## BEGIN RECORDS FOR THIS EXERCISE

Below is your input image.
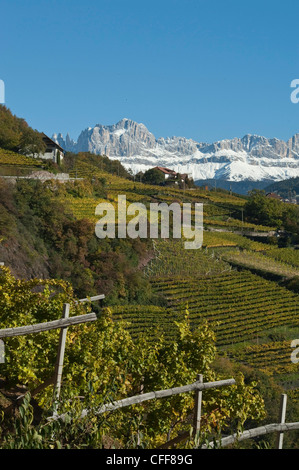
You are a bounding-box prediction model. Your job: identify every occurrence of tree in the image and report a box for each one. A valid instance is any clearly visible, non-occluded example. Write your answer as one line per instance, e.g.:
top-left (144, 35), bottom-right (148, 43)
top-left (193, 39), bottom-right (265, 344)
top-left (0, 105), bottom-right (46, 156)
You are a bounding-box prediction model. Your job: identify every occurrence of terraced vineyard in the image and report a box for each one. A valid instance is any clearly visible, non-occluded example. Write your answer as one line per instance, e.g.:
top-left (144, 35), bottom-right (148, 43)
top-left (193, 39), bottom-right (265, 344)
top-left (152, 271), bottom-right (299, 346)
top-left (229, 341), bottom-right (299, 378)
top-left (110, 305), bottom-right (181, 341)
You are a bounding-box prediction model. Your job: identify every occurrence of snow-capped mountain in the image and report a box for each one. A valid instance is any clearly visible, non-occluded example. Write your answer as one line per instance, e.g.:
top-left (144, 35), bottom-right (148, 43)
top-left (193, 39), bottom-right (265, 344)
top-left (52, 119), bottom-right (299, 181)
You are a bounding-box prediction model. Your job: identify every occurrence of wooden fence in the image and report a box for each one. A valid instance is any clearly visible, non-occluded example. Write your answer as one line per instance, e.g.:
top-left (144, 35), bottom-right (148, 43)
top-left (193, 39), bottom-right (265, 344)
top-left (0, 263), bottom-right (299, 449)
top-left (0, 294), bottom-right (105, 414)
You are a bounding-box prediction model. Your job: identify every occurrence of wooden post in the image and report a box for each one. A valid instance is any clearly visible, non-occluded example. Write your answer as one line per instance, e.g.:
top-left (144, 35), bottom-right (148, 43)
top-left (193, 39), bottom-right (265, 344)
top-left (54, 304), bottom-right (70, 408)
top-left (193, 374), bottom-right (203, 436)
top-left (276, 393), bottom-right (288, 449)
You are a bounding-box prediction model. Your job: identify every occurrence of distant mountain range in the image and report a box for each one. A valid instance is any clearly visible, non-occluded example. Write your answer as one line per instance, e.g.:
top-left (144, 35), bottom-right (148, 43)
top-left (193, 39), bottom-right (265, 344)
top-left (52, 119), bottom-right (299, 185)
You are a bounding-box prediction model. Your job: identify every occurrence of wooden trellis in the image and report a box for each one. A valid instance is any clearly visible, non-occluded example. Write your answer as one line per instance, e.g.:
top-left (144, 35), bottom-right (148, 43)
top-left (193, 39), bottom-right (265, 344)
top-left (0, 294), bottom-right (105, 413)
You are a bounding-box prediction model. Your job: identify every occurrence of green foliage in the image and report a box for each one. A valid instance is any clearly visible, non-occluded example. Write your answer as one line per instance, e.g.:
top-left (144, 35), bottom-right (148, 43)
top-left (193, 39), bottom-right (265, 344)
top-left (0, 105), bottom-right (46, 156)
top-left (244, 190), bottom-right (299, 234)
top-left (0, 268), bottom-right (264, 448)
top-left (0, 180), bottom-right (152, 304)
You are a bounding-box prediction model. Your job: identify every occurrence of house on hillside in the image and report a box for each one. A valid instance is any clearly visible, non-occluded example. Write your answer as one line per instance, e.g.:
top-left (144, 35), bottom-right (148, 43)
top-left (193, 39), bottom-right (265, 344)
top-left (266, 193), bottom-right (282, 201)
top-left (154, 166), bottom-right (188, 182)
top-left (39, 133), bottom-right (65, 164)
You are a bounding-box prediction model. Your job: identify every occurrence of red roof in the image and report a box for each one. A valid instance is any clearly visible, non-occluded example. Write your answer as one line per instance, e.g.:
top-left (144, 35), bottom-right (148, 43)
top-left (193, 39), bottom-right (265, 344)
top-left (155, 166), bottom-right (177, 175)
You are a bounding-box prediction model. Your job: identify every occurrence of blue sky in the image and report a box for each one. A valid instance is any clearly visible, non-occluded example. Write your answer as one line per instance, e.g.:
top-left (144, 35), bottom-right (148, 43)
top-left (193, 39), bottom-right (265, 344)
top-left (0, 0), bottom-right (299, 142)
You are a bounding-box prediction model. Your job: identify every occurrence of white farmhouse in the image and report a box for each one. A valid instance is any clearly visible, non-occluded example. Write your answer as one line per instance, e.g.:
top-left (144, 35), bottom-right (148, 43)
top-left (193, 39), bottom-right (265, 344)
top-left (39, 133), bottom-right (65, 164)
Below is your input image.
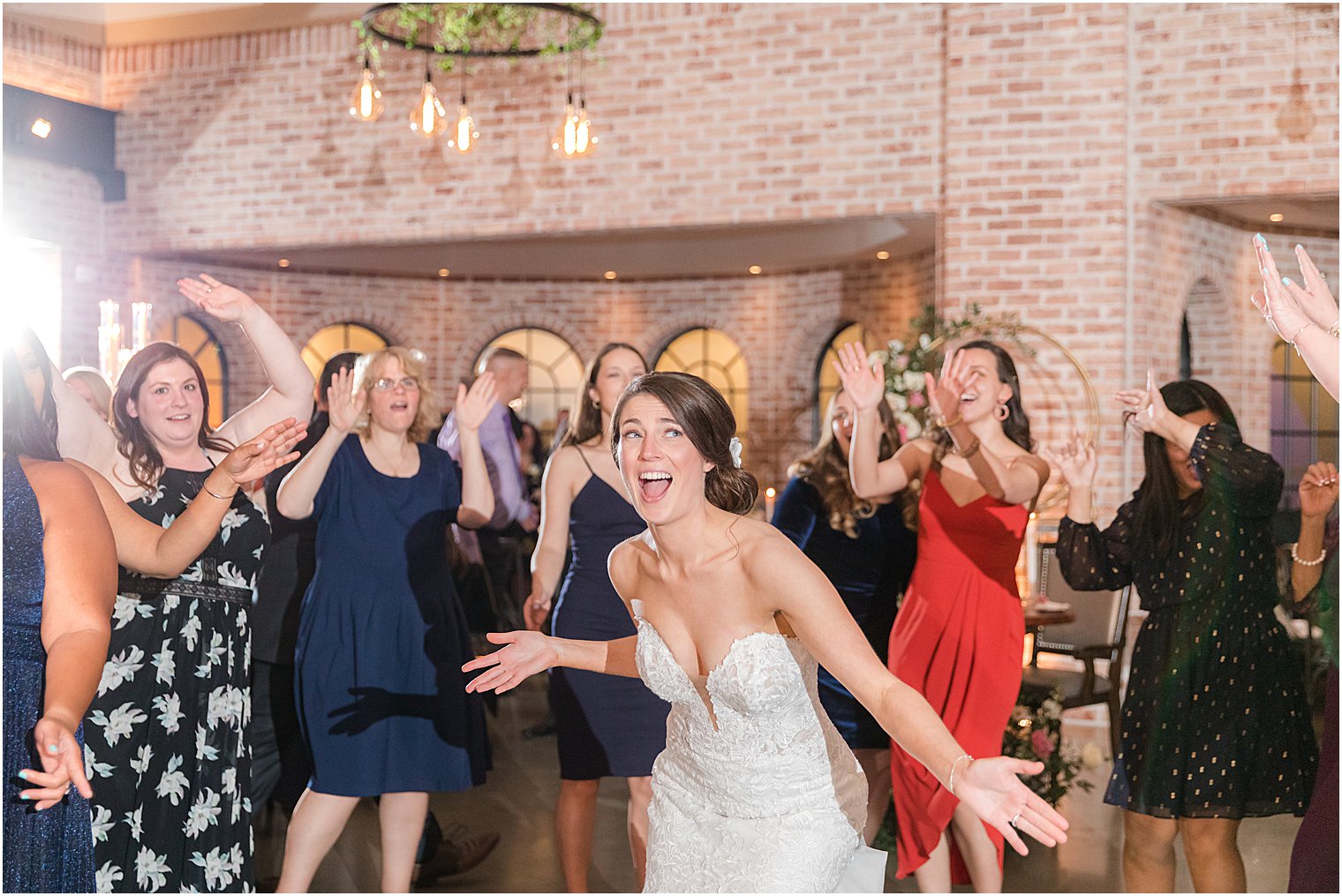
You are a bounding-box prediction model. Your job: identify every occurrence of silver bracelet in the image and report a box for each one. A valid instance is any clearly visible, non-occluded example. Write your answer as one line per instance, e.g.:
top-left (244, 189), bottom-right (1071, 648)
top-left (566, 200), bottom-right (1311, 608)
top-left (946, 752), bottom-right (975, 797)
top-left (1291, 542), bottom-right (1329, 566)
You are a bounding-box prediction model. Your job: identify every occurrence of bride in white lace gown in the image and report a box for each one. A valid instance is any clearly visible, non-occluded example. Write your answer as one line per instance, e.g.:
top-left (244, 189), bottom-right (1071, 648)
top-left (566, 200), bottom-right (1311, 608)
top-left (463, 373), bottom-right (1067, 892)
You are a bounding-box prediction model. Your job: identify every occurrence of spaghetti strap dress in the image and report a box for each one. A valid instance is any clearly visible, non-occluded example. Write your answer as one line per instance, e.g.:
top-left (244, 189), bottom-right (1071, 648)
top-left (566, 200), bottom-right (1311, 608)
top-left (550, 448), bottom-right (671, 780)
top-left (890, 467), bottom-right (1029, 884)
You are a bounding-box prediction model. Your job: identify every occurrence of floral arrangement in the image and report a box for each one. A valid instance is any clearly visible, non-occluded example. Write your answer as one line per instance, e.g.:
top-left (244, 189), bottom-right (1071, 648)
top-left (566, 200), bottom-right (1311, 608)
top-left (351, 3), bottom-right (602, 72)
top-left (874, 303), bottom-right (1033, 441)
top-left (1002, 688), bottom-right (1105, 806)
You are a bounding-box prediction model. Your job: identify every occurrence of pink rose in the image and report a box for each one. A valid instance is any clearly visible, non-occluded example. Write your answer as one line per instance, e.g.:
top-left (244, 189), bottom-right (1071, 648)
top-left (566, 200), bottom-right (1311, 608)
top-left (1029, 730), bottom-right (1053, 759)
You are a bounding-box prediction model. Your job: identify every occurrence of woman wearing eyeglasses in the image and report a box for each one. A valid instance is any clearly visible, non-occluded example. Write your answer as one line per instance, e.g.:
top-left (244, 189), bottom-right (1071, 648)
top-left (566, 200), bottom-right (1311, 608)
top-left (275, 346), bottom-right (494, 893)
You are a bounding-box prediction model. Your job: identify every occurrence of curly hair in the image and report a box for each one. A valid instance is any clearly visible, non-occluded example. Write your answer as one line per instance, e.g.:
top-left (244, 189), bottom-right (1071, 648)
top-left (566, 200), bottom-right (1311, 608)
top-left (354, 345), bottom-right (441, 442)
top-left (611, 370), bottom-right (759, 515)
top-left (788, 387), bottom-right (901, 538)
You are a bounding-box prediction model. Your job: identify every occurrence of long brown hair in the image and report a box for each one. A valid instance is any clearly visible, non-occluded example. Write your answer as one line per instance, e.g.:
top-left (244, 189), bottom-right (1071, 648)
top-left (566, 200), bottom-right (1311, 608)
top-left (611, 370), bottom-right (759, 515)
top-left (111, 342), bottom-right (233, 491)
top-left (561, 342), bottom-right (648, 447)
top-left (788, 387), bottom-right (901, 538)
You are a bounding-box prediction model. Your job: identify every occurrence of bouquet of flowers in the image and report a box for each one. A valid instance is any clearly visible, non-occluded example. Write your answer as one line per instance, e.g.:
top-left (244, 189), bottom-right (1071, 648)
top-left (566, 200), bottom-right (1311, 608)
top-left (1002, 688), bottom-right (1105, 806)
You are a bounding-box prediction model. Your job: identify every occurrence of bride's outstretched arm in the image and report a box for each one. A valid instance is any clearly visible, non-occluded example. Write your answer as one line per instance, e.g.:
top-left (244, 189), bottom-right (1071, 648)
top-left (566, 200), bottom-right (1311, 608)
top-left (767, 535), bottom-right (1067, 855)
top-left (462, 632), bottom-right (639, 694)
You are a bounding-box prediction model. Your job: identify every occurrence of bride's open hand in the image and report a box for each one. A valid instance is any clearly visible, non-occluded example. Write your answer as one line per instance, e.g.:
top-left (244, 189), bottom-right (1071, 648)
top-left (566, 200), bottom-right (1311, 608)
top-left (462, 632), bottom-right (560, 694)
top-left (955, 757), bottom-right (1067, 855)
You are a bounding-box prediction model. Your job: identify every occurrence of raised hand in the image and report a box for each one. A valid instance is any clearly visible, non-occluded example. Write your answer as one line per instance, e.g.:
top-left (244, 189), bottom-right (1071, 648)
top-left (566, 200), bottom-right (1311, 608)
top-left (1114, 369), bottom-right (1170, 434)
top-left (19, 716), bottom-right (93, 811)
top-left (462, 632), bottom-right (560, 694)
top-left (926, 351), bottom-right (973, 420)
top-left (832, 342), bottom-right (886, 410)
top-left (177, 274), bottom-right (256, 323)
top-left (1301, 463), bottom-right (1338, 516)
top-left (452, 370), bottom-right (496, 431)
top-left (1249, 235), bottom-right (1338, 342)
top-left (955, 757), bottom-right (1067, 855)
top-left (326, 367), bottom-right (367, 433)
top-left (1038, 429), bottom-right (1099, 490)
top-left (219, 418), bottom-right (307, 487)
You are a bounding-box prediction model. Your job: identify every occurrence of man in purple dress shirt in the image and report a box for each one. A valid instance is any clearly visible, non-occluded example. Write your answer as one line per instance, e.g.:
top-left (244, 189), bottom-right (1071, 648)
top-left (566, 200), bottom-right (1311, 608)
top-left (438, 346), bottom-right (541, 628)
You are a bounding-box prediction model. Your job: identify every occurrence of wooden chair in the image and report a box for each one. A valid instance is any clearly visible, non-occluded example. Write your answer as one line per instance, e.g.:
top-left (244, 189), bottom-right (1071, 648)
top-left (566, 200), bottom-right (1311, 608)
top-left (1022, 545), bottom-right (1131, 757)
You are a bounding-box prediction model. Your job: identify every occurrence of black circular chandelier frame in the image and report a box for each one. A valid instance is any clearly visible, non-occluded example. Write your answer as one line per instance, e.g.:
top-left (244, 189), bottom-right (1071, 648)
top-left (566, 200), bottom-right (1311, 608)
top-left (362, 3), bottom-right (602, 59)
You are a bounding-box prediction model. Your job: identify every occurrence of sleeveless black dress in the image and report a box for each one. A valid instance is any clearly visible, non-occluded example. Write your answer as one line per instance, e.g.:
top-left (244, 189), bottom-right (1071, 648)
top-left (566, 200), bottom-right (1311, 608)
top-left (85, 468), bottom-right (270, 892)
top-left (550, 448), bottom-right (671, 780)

## END RECORDS FOR THIS EXERCISE

REQUIREMENT - Rewrite the stretch of data from the line containing "occurrence of raised" through the line containing "top-left (1249, 235), bottom-right" with "raised hand" replaced by "lifted hand" and nothing else changed.

RESULT OF THIS EXERCISE -
You are a bounding-box prediction model. Your job: identify every occurrence of lifted hand in the image and report a box for each one. A valid instance is any clearly visible, non-occluded example. Write your answer as one line per instance, e.g.:
top-left (244, 189), bottom-right (1071, 648)
top-left (566, 200), bottom-right (1311, 608)
top-left (1114, 369), bottom-right (1170, 434)
top-left (19, 716), bottom-right (93, 811)
top-left (462, 632), bottom-right (560, 694)
top-left (926, 351), bottom-right (973, 420)
top-left (832, 342), bottom-right (886, 410)
top-left (177, 274), bottom-right (256, 323)
top-left (1301, 463), bottom-right (1338, 516)
top-left (452, 370), bottom-right (496, 431)
top-left (1249, 235), bottom-right (1338, 342)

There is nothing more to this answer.